■ **Texte de la page**
Un documentaire comprenant de multiples interviews des « grands » de ce monde selon la Russie, depuis Julian Assange à Dominique Strauss-Kahn en passant par l’ex-président du Pakistan, Pervez Musharraf, a été diffusé dimanche par la chaîne publique Russia TV : clou du spectacle, les longs commentaires de Vladimir Poutine qui a exposé son point de vue sur « l’Ordre mondial ». Il s’agissait là du titre du programme qui a mobilisé ses réalisateurs pendant de longs mois. Plus exactement, c’était une réflexion de Poutine sur « son » Nouvel Ordre mondial, qui s’oppose à l’en croire à ce que veulent les Etats-Unis, soucieux avant tout de soumettre tout l’Occident à sa domination souveraine. La presse française en a retenu cette déclaration du président russe : « La Russie n’a pas pour objectif de recréer l’URSS. »
« Mais personne ne veut nous croire, ne veut croire que nous n’avons pas comme objectif de recréer l’Union soviétique », a soutenu Vladimir Poutine dont l’interview a été tournée jeudi, à quelques jours seulement de la diffusion du documentaire. C’est par cette méfiance qu’il explique la position des Etats européens, qu’il accuse de poursuivre la « politique d’endiguement » mise en place par les Etats-Unis contre l’Union soviétique pendant la Guerre froide.
Poutine ne veut pas recréer l’URSS, mais la Grande Russie
Il voit là la cause de la crise ukrainienne, avec la mobilisation de l’Occident contre un danger qui n’existe pas. Sputnik.news (organe contrôlé par le pouvoir russe) commente à ce propos : « Une possibilité, même hypothétique, de conjugaison des efforts dans le cadre de processus d’intégration aurait rendu la Russie et l’Ukraine plus compétitives, en leur permettant d’occuper une meilleure place dans le système international de division du travail. »
Ce système qui a conduit à la désindustrialisation et qui entretient le chômage de masse dans de nombreux pays d’Europe, la Russie de Poutine l’entérine donc sans hésiter.
C’est un évident plaidoyer pro domo auquel s’est livré Vladimir Poutine. Il s’y pose, non sans force de conviction, en chef d’Etat appelant ses homologues à retrouver leur indépendance par rapport aux Etats-Unis et à se laisser guider par leurs intérêts nationaux.

■ **Enregistrements extraits**

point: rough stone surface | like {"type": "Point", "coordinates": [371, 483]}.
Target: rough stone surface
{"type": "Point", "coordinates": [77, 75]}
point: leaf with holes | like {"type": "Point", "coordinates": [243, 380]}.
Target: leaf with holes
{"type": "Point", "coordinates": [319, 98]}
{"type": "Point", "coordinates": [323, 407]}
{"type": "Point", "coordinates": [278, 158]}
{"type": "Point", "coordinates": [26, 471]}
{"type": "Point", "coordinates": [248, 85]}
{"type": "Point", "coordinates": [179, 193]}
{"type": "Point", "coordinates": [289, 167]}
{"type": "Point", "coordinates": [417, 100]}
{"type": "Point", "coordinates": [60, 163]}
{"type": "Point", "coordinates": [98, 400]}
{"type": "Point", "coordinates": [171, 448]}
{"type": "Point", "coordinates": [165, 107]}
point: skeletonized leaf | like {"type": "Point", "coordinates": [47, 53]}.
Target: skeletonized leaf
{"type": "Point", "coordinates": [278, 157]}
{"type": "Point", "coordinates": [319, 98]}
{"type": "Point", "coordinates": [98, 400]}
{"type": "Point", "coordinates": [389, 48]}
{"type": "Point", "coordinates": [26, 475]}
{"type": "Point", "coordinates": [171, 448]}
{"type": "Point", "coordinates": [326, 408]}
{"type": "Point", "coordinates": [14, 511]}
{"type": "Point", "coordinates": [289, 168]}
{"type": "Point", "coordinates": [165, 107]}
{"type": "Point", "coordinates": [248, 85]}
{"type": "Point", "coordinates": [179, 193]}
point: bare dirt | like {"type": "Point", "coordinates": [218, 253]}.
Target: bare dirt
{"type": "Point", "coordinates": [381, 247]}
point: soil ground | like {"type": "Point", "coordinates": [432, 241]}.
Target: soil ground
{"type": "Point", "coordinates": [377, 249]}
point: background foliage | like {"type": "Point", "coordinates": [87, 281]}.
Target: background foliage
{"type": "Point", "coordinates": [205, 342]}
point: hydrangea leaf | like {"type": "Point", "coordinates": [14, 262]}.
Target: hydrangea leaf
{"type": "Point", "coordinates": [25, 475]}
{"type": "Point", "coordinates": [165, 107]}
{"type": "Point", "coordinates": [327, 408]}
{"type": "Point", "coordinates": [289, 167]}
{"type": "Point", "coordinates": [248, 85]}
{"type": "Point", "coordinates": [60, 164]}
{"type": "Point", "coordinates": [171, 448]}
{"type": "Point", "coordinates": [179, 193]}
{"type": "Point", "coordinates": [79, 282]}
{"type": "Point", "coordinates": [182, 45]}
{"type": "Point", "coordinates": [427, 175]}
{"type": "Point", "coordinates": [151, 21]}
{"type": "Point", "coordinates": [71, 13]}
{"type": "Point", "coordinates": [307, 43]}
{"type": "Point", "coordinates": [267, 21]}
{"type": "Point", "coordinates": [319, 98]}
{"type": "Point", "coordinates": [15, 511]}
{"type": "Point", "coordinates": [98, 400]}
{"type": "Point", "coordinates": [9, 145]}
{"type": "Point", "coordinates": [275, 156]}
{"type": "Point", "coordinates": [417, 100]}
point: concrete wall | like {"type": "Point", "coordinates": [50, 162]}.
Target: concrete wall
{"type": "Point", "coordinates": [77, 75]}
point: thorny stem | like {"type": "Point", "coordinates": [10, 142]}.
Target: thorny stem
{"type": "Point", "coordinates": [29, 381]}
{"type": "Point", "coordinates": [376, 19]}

■ **Les consignes**
a: Recopiez le texte de la page de « Poutine ne veut » à « donc sans hésiter. », ces deux passages compris.
b: Extrayez toutes les lignes des enregistrements qui contiennent le mot « stone », en tenant compte de la casse.
Le texte de la page et les enregistrements constituent deux documents indépendants l'un de l'autre.

■ **Réponses aux consignes**
a:
Poutine ne veut pas recréer l’URSS, mais la Grande Russie
Il voit là la cause de la crise ukrainienne, avec la mobilisation de l’Occident contre un danger qui n’existe pas. Sputnik.news (organe contrôlé par le pouvoir russe) commente à ce propos : « Une possibilité, même hypothétique, de conjugaison des efforts dans le cadre de processus d’intégration aurait rendu la Russie et l’Ukraine plus compétitives, en leur permettant d’occuper une meilleure place dans le système international de division du travail. »
Ce système qui a conduit à la désindustrialisation et qui entretient le chômage de masse dans de nombreux pays d’Europe, la Russie de Poutine l’entérine donc sans hésiter.

b:
point: rough stone surface | like {"type": "Point", "coordinates": [371, 483]}.
Target: rough stone surface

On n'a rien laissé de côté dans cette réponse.